YOUR TASK
Once the line containing "Target: man's nose" is located, output it and every line after it through the end of the records, exactly as written and nothing else.

EXTRACTED DATA
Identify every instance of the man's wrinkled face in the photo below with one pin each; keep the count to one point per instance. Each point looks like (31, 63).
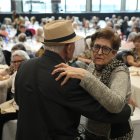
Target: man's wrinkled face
(69, 51)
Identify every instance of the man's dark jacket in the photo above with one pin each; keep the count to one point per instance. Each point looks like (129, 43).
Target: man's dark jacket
(48, 109)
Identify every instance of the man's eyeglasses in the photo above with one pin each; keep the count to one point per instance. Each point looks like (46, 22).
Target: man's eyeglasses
(105, 50)
(18, 61)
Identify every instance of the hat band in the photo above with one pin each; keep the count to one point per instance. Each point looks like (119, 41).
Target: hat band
(62, 38)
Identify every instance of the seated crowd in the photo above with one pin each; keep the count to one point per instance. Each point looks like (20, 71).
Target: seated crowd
(26, 37)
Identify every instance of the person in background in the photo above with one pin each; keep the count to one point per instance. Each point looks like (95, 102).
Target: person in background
(48, 110)
(131, 58)
(17, 57)
(104, 79)
(2, 57)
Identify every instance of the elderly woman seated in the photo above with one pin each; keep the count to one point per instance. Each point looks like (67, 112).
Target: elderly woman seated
(16, 59)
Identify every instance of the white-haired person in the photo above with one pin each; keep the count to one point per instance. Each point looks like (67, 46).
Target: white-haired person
(47, 110)
(108, 81)
(16, 59)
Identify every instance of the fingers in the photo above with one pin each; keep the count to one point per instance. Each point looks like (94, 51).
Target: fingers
(65, 80)
(57, 70)
(60, 76)
(61, 65)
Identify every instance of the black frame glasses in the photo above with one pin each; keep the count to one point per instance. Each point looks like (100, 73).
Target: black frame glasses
(105, 50)
(18, 61)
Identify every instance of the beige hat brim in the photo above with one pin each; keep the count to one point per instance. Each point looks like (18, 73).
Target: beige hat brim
(76, 38)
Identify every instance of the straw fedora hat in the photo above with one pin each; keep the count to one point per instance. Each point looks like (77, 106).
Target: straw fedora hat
(59, 32)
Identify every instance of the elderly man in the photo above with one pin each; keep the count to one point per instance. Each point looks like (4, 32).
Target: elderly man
(49, 111)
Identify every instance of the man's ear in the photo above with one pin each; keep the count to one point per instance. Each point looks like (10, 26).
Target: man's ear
(67, 48)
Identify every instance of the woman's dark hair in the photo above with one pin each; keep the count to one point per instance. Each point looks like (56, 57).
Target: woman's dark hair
(137, 38)
(18, 47)
(109, 34)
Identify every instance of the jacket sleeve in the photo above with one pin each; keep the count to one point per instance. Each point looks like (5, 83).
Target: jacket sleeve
(78, 99)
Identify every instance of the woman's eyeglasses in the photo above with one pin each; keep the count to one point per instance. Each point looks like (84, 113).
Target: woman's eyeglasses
(18, 61)
(105, 50)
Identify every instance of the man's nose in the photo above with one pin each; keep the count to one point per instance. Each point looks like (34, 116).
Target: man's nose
(100, 51)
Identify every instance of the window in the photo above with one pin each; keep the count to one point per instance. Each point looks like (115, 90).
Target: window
(38, 6)
(110, 5)
(5, 5)
(95, 5)
(75, 5)
(131, 5)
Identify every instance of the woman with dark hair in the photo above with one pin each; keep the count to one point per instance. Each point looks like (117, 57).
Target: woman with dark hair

PROBLEM SOLUTION
Target: man's nose
(100, 51)
Identify every instance of the window in the photo above with one pin each; keep the count to one point per instance. Each point looks like (115, 90).
Target: window
(38, 6)
(110, 5)
(5, 5)
(95, 5)
(75, 5)
(131, 5)
Identify every instance of the woman with dark hair in the photo above with one pin each; keep the count to one point per instance. Each point looks like (117, 57).
Target: woman with dark hair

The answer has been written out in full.